## PROBLEM REQUIREMENTS
How many of the lines below contain the string "black", matching case exactly? Reply with the number alone.

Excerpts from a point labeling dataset
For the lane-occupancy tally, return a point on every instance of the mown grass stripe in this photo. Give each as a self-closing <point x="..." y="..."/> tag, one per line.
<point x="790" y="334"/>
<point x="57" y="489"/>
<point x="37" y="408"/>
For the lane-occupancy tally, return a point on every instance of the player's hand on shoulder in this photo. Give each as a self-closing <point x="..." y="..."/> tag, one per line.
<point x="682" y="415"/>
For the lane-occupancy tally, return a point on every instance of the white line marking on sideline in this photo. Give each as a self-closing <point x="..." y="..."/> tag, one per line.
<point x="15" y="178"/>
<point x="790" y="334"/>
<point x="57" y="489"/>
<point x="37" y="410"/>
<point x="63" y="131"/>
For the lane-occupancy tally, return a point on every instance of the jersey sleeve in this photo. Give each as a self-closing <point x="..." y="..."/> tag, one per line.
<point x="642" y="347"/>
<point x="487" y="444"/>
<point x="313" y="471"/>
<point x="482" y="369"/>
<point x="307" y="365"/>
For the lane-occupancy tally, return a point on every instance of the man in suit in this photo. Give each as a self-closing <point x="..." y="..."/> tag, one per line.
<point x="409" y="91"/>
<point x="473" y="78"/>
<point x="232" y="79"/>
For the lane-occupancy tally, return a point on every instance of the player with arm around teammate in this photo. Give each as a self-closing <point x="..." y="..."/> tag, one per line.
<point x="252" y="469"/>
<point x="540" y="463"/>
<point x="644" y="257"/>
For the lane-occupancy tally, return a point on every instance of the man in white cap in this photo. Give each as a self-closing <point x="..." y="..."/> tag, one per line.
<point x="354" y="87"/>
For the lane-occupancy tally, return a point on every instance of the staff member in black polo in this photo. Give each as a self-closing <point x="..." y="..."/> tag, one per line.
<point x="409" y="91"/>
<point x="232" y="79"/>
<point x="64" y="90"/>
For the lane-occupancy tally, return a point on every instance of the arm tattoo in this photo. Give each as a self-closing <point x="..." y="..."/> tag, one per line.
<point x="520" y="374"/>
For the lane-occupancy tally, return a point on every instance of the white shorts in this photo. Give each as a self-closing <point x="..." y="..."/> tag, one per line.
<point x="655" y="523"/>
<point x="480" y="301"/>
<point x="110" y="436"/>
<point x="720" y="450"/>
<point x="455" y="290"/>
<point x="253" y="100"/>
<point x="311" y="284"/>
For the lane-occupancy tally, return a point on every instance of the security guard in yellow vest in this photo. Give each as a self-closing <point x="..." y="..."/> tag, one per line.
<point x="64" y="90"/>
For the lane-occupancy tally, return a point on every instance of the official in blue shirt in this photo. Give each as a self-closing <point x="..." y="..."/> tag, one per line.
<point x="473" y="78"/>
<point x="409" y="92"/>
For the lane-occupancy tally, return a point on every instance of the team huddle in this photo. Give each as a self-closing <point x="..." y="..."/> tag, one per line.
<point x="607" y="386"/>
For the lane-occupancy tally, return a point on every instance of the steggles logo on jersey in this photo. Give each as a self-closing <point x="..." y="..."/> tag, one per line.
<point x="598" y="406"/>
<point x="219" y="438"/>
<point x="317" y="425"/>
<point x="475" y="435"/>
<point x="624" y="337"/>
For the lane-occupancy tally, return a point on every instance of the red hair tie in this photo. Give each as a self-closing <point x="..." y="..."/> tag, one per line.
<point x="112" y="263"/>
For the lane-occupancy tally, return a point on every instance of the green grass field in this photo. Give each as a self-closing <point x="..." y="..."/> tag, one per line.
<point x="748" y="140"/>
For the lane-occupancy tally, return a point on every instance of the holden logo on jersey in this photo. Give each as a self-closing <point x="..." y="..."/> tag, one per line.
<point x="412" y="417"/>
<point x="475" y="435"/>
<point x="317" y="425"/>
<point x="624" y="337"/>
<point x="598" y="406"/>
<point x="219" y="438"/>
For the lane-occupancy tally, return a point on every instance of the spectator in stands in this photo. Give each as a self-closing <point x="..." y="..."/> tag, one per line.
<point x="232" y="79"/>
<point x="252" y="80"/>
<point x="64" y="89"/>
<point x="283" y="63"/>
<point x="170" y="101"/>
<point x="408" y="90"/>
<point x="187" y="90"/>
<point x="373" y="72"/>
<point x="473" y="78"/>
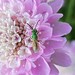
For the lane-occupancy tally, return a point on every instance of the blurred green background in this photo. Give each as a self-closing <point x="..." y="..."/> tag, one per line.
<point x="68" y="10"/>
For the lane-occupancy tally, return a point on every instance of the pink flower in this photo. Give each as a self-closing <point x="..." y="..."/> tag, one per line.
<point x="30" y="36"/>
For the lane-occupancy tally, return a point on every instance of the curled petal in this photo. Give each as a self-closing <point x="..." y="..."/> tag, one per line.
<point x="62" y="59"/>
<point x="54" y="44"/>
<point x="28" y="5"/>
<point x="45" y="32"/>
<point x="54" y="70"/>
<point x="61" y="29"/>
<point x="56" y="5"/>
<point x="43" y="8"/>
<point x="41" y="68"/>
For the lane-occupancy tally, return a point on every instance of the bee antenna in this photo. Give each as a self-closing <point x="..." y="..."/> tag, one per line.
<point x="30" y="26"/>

--

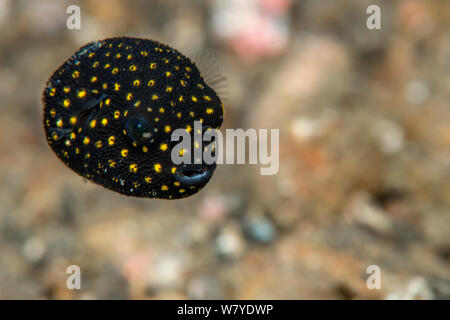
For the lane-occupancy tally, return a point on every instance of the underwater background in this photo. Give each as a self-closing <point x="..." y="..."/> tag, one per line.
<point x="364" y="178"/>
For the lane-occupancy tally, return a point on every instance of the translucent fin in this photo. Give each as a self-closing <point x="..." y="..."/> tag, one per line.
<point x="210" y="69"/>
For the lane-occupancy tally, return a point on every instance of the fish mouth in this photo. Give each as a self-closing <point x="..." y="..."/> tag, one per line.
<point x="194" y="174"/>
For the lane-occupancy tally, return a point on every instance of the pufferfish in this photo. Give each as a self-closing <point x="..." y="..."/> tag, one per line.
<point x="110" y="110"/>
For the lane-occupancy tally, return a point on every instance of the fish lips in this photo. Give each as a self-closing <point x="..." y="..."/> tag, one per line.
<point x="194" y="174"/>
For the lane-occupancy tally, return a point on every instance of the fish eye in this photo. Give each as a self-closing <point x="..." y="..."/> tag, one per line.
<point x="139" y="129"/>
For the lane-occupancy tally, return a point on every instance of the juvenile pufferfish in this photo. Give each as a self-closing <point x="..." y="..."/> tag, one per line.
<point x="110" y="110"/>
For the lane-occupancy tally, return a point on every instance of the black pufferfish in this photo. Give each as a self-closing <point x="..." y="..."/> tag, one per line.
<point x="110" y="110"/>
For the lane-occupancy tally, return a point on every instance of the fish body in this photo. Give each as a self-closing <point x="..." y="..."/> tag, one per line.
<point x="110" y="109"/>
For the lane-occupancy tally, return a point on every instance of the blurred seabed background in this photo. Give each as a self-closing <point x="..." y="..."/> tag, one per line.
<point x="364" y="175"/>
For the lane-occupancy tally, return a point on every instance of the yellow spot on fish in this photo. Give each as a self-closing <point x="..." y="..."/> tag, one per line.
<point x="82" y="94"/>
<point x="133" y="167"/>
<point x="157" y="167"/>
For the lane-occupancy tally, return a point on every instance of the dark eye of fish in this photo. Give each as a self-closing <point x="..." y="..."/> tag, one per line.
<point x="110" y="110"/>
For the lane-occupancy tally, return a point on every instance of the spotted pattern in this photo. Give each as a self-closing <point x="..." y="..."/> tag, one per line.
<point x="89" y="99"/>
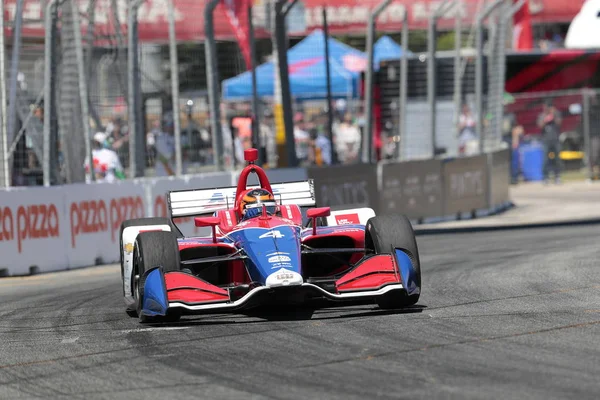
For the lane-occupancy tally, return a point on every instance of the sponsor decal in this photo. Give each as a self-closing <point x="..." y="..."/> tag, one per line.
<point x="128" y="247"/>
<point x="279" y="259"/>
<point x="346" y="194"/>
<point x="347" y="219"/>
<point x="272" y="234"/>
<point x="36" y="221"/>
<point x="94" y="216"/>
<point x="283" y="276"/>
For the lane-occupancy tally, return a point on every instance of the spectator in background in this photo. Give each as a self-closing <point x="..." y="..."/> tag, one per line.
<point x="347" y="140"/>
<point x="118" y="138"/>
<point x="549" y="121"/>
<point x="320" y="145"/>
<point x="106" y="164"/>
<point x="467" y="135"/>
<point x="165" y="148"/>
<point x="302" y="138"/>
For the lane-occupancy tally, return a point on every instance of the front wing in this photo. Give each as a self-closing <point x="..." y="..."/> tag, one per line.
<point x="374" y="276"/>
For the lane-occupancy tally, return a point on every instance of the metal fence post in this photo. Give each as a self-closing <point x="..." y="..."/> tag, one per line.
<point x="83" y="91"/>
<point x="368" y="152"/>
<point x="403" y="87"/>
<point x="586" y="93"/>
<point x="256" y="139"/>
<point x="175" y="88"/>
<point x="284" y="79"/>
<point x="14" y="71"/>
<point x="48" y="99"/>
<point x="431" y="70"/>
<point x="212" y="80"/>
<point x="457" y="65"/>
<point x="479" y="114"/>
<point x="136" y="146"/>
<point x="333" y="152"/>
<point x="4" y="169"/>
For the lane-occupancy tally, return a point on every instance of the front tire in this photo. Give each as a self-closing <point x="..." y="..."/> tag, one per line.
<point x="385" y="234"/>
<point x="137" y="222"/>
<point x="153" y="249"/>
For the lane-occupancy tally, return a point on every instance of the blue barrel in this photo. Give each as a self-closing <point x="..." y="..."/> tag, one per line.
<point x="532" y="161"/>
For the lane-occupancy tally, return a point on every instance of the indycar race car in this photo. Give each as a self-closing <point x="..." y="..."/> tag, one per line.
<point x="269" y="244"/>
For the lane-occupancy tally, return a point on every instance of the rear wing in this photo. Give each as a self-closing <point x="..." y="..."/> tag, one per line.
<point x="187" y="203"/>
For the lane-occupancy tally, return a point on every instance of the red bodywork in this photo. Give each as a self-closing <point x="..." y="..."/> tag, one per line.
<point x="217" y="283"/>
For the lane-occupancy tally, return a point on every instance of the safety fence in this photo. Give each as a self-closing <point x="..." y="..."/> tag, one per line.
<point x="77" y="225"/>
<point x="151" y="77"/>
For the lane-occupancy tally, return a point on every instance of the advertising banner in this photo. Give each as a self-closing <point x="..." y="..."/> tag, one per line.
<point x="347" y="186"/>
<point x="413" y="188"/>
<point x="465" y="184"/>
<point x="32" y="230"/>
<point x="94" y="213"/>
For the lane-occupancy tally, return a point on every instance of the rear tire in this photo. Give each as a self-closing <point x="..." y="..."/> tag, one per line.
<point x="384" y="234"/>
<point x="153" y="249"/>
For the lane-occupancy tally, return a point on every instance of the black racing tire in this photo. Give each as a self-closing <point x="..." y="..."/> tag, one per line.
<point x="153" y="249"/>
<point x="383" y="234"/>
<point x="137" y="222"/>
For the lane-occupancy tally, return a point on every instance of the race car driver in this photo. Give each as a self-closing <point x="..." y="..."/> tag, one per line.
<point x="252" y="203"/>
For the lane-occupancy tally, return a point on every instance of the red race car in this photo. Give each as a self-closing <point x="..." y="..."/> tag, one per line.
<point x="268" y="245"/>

## ANSWER TO THE PROBLEM
3